==== Source ====
The ribbon was officially cut last week on the largest affordable housing project the Island community’s seen in two decades. It took more than ten years to complete.
Around 50 attendees gathered on a rainy Thursday afternoon this month for the ceremony at the Edgartown site, as housing advocates praised the effort to provide affordable units for the families who are increasingly citing that they are struggling to stay on the Vineyard.
And with the snip of large scissors through a green ribbon with large scissors and a few speeches, Meshacket, which translates to “Great House” in the Wampanoag language, was opened.

Edgartown Town Administrator James Hagerty said in a speech that the town is invested in building affordable units because members of the community are invested in propelling the cultural and economic fabric of the Vineyard forward.
When a town stops maintaining that balance and ensuring young people can stay in the place they contribute to, he said, “All at once, the town dies. Without young people, without communities like this, the town will turn completely seasonal, and the town dies.”
Located at 38 Meshacket Road in Edgartown, Meshacket Commons is a small community in itself. It consists of 36 rental homes and four ownership homes. Single-family homes are positioned closely together on the more than six-acre property, each with a small front yard. A connective walking path loops through the area. In the center, a multi-use building is open for use by all inhabitants, named the Mark Hess Community Center after the now retired Edgartown affordable housing committee member who pioneered the project with the town.
==== Given entries ====
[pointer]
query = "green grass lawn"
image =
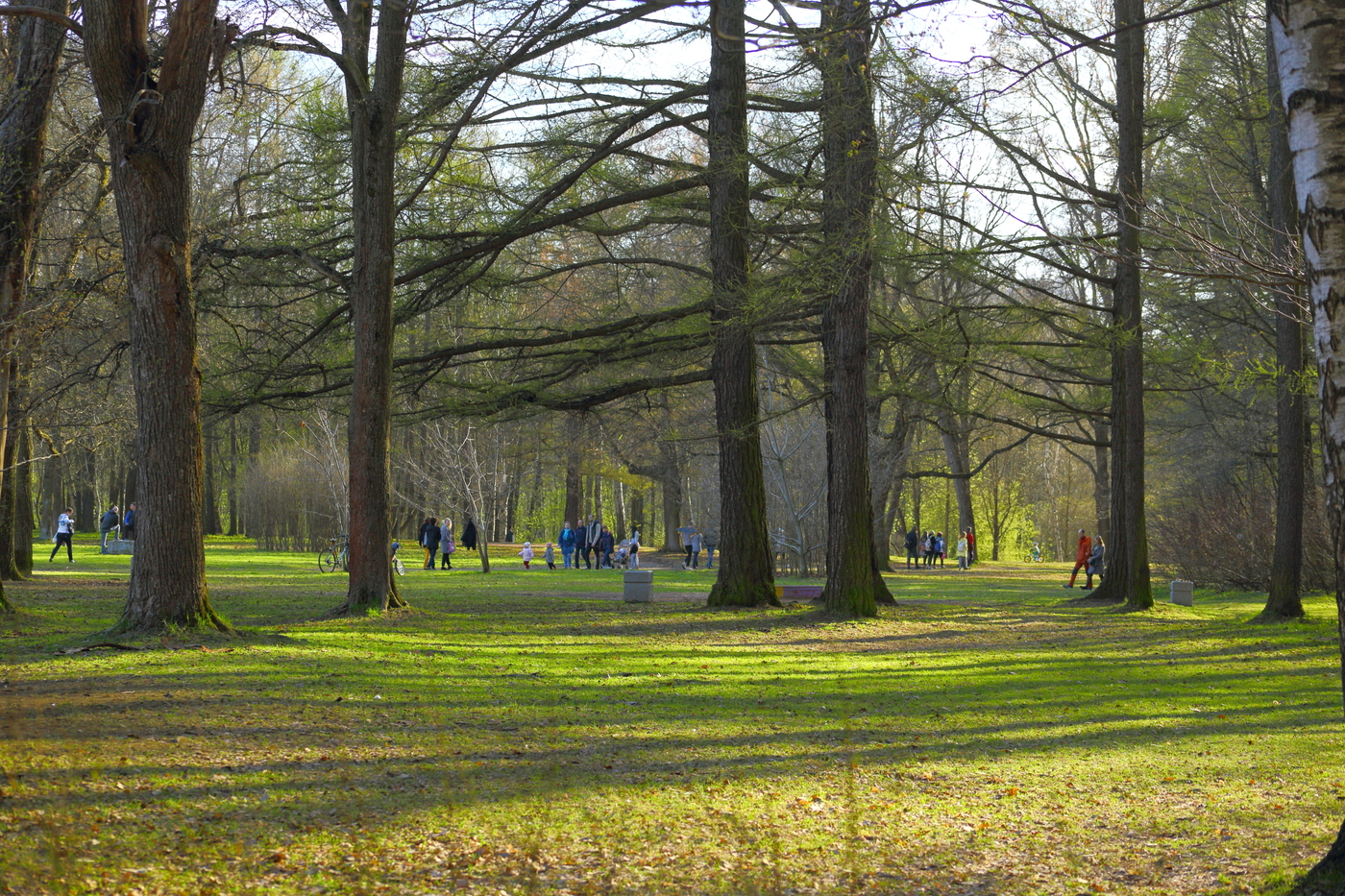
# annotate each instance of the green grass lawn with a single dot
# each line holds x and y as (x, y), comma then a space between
====
What is required =
Retype the entire text about the opening of Meshacket Commons in Edgartown word for word. The records have no connection to the text about the Meshacket housing project.

Exercise response =
The ribbon was officially cut last week on the largest affordable housing project the Island community’s seen in two decades. It took more than ten years to complete.
Around 50 attendees gathered on a rainy Thursday afternoon this month for the ceremony at the Edgartown site, as housing advocates praised the effort to provide affordable units for the families who are increasingly citing that they are struggling to stay on the Vineyard.
And with the snip of large scissors through a green ribbon with large scissors and a few speeches, Meshacket, which translates to “Great House” in the Wampanoag language, was opened.

Edgartown Town Administrator James Hagerty said in a speech that the town is invested in building affordable units because members of the community are invested in propelling the cultural and economic fabric of the Vineyard forward.
When a town stops maintaining that balance and ensuring young people can stay in the place they contribute to, he said, “All at once, the town dies. Without young people, without communities like this, the town will turn completely seasonal, and the town dies.”
Located at 38 Meshacket Road in Edgartown, Meshacket Commons is a small community in itself. It consists of 36 rental homes and four ownership homes. Single-family homes are positioned closely together on the more than six-acre property, each with a small front yard. A connective walking path loops through the area. In the center, a multi-use building is open for use by all inhabitants, named the Mark Hess Community Center after the now retired Edgartown affordable housing committee member who pioneered the project with the town.